**Stated goal**
Find every line in the records below that contains the string "pole" and copy each such line. Matching is case-sensitive.

**Data to process**
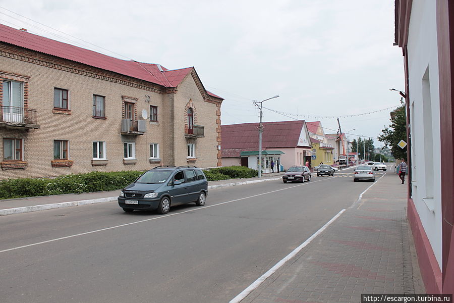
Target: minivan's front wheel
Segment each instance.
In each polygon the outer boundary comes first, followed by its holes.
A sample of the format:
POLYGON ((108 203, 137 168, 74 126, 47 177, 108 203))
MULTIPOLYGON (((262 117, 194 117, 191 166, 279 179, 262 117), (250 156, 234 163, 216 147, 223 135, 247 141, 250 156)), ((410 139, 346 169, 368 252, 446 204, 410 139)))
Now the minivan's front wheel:
POLYGON ((168 197, 163 197, 158 206, 158 214, 167 214, 170 210, 170 199, 168 197))
POLYGON ((196 205, 197 206, 203 206, 205 205, 205 202, 206 200, 206 196, 205 195, 205 193, 204 192, 202 192, 200 193, 200 194, 199 195, 198 199, 196 201, 196 205))

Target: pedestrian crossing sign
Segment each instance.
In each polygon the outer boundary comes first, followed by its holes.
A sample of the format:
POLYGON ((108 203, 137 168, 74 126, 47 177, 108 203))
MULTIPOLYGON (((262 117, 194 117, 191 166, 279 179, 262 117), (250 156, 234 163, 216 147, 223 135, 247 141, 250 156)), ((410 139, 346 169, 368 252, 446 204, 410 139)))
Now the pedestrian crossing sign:
POLYGON ((403 149, 407 146, 407 142, 403 140, 401 140, 401 141, 398 143, 398 146, 403 149))

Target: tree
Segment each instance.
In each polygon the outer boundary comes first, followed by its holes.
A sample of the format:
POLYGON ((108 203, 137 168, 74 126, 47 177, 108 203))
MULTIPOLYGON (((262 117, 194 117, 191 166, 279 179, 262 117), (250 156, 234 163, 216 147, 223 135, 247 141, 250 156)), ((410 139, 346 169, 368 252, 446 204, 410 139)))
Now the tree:
POLYGON ((401 99, 401 105, 389 114, 391 124, 381 130, 382 134, 378 135, 378 141, 384 143, 385 147, 389 147, 394 158, 407 159, 407 147, 401 148, 398 146, 401 140, 407 141, 407 119, 405 105, 401 99))

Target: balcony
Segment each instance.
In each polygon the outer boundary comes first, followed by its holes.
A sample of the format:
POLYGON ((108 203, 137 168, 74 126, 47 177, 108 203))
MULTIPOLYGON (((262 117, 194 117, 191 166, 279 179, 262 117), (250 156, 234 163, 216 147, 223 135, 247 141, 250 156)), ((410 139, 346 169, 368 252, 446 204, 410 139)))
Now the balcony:
POLYGON ((190 129, 187 126, 185 127, 185 137, 186 138, 203 138, 205 137, 205 126, 193 125, 190 129))
POLYGON ((145 134, 147 129, 146 120, 122 119, 122 134, 129 136, 140 136, 145 134))
POLYGON ((37 123, 37 110, 0 106, 0 127, 18 129, 39 128, 37 123))

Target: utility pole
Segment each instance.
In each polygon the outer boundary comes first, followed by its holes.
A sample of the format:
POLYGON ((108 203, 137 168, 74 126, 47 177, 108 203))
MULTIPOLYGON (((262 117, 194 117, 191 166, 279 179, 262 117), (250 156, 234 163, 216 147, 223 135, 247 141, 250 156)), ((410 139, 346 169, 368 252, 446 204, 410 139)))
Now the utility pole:
POLYGON ((262 125, 262 117, 263 116, 263 112, 262 111, 262 104, 267 100, 277 98, 279 95, 276 95, 271 98, 265 99, 262 101, 254 101, 253 103, 258 108, 260 111, 260 122, 259 124, 259 163, 258 163, 258 171, 259 178, 262 177, 262 133, 263 132, 263 126, 262 125))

**Task solution**
Target: utility pole
Now the utility pole:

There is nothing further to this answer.